> _Directive A_:
Rewrite the acquisition terms paragraph that starts "Fairvest shall be liable for interest" in one shorter sentence, keeping the rate, the amount it applies to and the time period.

> _Given text_:
───
6.   ADDITIONAL MATERIAL TERMS
6.1.   The Agreement provides for warranties that are normal for a
       transaction of this nature.
6.2.   The Sellers and Fairvest shall use their respective best endeavours
       to procure the simultaneous transfer of the properties forming part
       of the Subject Portfolio to Fairvest, to the extent that it is
       practically possible to do so without permitting undue delays after
       the Effective Date, with the date of registration of transfer to
       Fairvest in the relevant title deeds registry of a property
       comprising part of the Subject Portfolio, being referred to as the
       “Transfer Date”.
6.3.   In terms of the Agreement, should any distribution which is payable
       by Fairvest at any time in respect of the Acquisition Linked Units
       include any income which is attributable to any period prior to the
       Transfer Date (the “Relevant Distribution”), then the Sellers
       antecedently waive their right to such portion of the Relevant
       Distribution amount payable in respect of each Acquisition Linked
       Unit which relates to such pre Transfer Date period, the amount so
       waived being referred to as the “Waived Amount”. The Waived Amount
       shall be an amount per Acquisition Linked Unit equivalent to the
       portion of the Relevant Distribution which is attributed to each
       Acquisition Linked Unit in respect of any period prior to the
       Transfer Date (on the assumption that the Relevant Distribution per
       Linked Unit accrued in an equal amount per day over the six month
       distribution reporting period to which the Relevant Distribution
       relates).
6.4.   Fairvest shall be liable for interest to the Sellers,   calculated at
       a rate of 9.8% NACM (net annual compounded monthly in   arrears), on
       the outstanding balance of the Purchase Consideration   from time to
       time, from and including the Effective Date up to but   excluding the
       Transfer Date.
───
> _Dataset records_:
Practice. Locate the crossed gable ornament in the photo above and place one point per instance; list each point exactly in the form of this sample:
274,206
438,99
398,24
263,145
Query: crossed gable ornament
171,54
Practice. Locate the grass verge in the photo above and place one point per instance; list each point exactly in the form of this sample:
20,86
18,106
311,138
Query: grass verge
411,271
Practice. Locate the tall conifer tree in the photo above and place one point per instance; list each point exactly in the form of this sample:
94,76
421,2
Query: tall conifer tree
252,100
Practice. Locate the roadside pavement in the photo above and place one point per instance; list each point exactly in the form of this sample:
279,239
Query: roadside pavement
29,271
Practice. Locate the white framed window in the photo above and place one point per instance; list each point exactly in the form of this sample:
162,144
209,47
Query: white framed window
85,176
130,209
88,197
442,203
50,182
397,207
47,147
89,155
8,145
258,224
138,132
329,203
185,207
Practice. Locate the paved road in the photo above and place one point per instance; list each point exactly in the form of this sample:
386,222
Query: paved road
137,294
───
> _Directive B_:
Pull out every line of the entries that contains the word "tall". Case counts.

> _Complete output A_:
Fairvest owes the Sellers interest at 9.8% NACM (net annual compounded monthly in arrears) on the unpaid balance of the Purchase Consideration, from and including the Effective Date up to but excluding the Transfer Date.

> _Complete output B_:
Practice. Locate the tall conifer tree in the photo above and place one point per instance; list each point exactly in the form of this sample:
Query: tall conifer tree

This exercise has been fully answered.